* STORED RECORDS:

────────────────

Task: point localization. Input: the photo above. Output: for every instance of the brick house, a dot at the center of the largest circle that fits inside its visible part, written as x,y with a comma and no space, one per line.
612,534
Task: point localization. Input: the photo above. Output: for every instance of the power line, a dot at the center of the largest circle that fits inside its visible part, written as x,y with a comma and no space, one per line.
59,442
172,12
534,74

────────────────

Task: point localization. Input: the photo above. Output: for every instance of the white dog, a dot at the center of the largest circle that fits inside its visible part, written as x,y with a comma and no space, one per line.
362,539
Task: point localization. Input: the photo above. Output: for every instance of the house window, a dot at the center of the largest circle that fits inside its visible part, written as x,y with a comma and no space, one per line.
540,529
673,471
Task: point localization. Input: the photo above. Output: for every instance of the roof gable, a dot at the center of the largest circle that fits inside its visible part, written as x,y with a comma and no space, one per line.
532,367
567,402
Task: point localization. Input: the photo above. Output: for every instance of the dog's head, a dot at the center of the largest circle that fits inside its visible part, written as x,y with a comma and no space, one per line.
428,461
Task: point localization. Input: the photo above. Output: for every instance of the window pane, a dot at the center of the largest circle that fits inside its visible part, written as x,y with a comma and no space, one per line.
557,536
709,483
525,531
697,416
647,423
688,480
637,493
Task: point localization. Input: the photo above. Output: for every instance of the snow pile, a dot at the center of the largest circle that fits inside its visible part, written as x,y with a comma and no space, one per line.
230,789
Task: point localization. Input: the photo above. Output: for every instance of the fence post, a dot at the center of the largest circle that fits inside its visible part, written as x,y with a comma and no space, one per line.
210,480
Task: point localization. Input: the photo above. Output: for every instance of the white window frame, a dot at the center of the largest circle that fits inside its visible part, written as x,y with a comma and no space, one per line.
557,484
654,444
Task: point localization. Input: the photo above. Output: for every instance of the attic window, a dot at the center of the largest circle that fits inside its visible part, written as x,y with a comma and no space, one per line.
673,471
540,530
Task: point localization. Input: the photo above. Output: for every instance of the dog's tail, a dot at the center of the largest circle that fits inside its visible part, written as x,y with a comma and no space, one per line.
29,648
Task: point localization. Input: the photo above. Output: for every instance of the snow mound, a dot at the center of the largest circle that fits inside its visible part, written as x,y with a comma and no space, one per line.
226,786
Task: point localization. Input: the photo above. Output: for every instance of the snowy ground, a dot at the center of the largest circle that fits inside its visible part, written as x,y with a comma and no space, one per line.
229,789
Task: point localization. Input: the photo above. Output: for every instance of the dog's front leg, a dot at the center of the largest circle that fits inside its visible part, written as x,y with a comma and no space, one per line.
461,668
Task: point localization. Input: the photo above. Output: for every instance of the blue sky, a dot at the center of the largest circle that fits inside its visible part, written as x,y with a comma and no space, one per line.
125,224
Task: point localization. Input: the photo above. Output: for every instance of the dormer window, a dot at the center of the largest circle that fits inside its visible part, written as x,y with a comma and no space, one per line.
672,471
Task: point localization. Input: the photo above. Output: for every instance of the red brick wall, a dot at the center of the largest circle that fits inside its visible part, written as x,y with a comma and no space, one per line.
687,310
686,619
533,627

────────────────

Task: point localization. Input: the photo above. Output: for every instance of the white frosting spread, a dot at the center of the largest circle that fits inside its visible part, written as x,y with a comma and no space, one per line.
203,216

────────────────

* TASK TO CARRY OUT: Pick out and copy every line of the data above that contains the word "front". The match is case-sensitive.

* RESULT OF THE TASK:
Task: point localization. Input: the photo above. Output: for every instance of the dog's front leg, a dot at the center of the largest circle that fits inside its visible part, written as x,y with a comma and no space, one per line.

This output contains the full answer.